» Exercise aim:
Which lines in the listing contain the word "reel", with case counting? Pick out each such line and copy it in full.

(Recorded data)
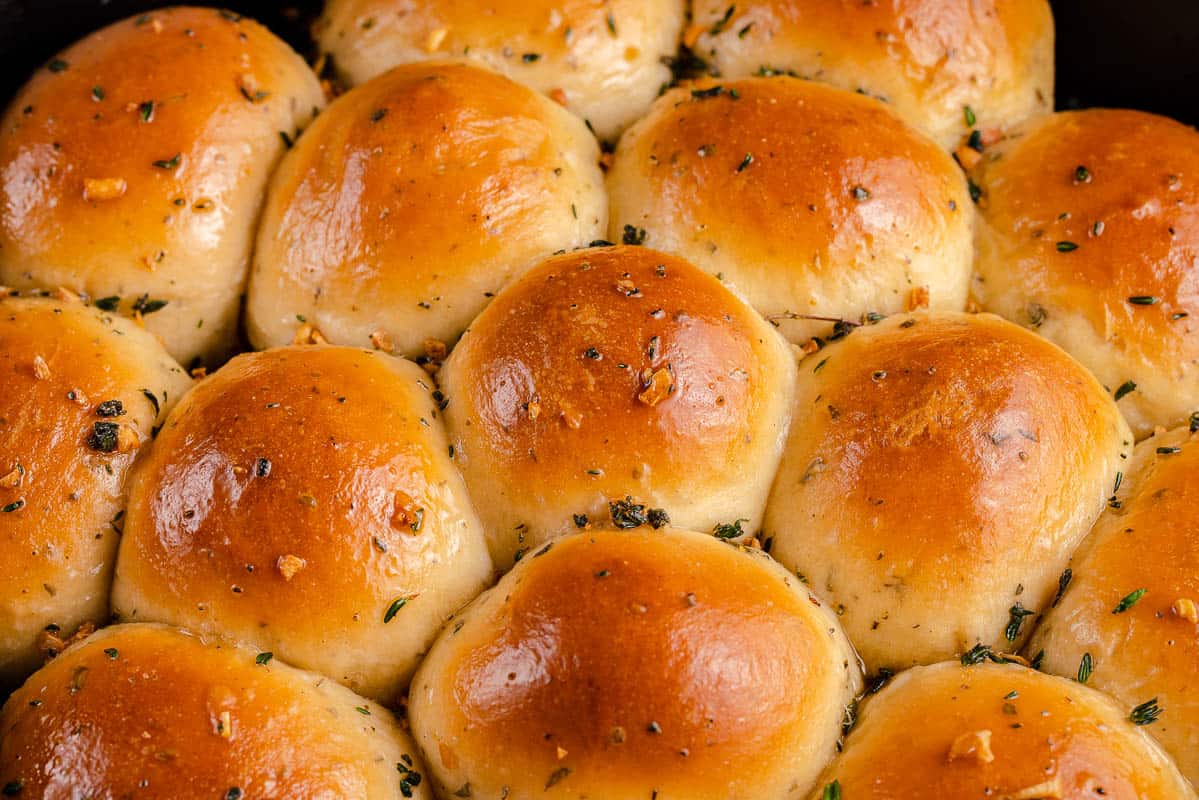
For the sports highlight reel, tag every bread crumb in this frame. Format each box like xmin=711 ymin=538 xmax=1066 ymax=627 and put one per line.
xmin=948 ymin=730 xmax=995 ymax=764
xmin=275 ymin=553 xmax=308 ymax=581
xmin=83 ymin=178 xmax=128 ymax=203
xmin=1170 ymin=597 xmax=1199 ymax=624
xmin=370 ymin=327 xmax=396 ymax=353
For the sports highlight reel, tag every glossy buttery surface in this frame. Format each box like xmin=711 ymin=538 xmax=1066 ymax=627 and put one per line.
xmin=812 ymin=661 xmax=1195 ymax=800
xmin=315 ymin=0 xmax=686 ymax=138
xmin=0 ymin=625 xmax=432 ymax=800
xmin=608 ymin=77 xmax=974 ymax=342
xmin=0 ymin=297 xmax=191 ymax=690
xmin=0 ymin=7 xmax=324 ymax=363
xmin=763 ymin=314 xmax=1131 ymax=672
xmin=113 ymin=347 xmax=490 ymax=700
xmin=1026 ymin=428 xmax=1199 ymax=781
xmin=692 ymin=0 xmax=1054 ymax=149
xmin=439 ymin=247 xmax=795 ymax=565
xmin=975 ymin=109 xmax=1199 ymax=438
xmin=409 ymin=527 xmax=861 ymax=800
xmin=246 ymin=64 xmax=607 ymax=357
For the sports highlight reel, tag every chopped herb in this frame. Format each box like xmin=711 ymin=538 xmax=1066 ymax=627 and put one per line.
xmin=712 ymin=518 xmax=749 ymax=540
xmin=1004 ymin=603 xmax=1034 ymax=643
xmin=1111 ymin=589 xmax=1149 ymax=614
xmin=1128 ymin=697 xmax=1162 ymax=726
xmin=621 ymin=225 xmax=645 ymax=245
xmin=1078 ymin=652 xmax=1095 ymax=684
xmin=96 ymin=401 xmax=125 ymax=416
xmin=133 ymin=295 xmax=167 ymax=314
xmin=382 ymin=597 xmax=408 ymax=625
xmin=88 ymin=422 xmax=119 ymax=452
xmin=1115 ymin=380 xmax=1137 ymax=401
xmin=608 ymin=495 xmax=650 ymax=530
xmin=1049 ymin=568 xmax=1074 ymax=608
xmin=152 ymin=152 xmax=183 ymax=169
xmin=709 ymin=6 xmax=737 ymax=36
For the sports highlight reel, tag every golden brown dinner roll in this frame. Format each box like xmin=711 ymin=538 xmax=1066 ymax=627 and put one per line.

» The solution:
For the sports highlight reel, tag every bread crumb in this frame. Format each box like xmin=711 ymin=538 xmax=1066 ymax=627 and put one per line.
For the sports highlight reel, tag every glossy buttery surface in this frame. Format each box like xmin=711 ymin=538 xmax=1066 ymax=627 and put one per line.
For the sports highlight reel, tag every chopped herb in this frame. Format each box like xmin=711 ymin=538 xmax=1066 ymax=627 and put one per line.
For the sports highlight reel, tag every golden brown dinner roll in this frame. Format each box like xmin=711 ymin=538 xmax=1066 ymax=627 and put one per line.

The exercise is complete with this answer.